[Goal of the exercise]
Decide whether each statement agrees with the text on PINNs for neutron-star magnetospheres, answering yes or no and quoting the deciding words of the text: (a) The network has to be retrained for each new set of boundary conditions. (b) Model width is the most important factor for accuracy. (c) Closed-form solutions exist for the force-free case.

Interior–Magnetosphere Coupling with PINNs

In this work, we develop a physics-informed neural network (PINN) capable of solving the Grad–Shafranov equation for neutron-star magnetospheres under general boundary conditions and source terms. Unlike traditional PINNs, which are trained for a single fixed boundary value problem, our network takes as input not only the spatial coordinates but also a compact set of coefficients describing the surface magnetic-field multipoles and the toroidal current profile. This enables the same trained network to generate accurate solutions for a wide family of boundary conditions without retraining. Although this generalized training increases the dimensionality and computational cost, the resulting model can evaluate new magnetospheric configurations orders of magnitude faster than classical elliptic solvers.
The PINN approach accurately reproduces the analytical vacuum (current-free) solutions of the Grad–Shafranov equation and performs robustly in the more challenging force-free (FF) case, where no closed-form solutions exist. By embedding the differential equation directly into the loss function and using automatic differentiation to compute derivatives, the network learns both the poloidal flux function and its spatial derivatives with comparable precision. This is especially advantageous compared with finite-difference methods, where derivative accuracy is limited by grid resolution. A detailed hyperparameter study shows that model width (neurons per layer) is the most important factor for accuracy, while overly deep networks tend to overfit.

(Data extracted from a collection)

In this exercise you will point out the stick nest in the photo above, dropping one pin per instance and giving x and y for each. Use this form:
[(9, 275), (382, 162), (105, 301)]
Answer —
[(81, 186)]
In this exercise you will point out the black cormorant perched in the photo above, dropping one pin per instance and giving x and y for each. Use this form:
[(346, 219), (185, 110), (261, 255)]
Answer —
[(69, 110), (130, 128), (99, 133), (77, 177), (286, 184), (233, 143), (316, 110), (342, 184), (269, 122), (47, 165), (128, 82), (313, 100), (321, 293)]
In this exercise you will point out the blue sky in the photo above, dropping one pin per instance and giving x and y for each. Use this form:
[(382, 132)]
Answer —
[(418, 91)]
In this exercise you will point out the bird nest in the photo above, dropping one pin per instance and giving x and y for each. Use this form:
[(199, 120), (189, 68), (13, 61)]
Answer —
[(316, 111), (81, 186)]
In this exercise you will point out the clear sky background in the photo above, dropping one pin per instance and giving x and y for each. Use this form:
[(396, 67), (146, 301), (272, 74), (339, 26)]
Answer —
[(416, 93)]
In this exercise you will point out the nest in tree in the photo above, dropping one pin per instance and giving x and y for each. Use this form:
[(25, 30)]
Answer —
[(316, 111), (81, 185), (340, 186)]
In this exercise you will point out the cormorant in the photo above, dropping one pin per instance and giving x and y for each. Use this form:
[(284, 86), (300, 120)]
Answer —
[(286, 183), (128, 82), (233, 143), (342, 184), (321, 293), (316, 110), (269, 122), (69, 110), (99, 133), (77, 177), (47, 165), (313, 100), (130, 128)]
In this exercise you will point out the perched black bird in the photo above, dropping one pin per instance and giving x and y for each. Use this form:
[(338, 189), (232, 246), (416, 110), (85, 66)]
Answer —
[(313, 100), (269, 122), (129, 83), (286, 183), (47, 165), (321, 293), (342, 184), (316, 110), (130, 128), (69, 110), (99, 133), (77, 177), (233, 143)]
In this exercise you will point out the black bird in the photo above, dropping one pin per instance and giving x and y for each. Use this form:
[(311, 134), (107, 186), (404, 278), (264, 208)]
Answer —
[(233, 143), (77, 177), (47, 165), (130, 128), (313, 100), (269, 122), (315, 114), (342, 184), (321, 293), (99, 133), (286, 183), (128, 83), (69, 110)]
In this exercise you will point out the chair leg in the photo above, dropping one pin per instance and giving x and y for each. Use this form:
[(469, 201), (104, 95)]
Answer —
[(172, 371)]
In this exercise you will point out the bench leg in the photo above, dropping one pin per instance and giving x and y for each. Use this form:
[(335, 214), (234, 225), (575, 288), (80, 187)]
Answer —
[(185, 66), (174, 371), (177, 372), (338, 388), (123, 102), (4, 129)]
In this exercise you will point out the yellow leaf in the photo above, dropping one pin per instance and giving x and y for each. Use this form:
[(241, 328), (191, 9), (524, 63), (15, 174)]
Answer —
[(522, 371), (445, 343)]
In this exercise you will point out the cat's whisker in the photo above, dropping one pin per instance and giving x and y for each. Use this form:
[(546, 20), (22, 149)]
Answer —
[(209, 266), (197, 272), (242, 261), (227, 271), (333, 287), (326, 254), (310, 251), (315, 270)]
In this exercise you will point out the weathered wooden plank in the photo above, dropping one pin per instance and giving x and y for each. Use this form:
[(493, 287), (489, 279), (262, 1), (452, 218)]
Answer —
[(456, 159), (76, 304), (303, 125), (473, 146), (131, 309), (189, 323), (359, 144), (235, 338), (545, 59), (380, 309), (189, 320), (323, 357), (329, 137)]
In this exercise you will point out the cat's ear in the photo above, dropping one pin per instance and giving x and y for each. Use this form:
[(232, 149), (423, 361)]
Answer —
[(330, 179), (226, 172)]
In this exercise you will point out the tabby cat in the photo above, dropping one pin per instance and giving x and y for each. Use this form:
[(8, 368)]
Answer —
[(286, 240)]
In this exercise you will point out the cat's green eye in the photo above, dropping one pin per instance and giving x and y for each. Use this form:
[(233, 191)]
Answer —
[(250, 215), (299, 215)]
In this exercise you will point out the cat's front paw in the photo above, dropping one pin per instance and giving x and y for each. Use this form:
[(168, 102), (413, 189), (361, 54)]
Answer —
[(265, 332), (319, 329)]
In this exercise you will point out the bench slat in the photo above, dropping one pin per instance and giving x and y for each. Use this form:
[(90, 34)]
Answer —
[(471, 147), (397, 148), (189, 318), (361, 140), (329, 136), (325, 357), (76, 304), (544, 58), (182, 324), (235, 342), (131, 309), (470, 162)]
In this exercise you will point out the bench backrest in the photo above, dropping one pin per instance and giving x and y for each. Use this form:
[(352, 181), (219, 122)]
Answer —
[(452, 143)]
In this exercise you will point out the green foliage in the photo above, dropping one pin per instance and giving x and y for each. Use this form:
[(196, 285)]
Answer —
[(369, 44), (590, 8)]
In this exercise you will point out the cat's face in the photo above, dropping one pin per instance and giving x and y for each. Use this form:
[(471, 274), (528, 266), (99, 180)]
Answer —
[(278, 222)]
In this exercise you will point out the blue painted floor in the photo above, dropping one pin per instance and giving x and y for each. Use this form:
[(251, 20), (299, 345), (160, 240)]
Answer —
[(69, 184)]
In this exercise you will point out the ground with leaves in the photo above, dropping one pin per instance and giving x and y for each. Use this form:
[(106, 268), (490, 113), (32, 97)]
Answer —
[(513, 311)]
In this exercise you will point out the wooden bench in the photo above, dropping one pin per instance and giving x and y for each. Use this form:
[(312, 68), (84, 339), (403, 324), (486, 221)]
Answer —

[Result below]
(a) No: "This enables the same trained network to generate accurate solutions for a wide family of boundary conditions without retraining."
(b) Yes: "model width (neurons per layer) is the most important factor for accuracy"
(c) No: "the more challenging force-free (FF) case, where no closed-form solutions exist"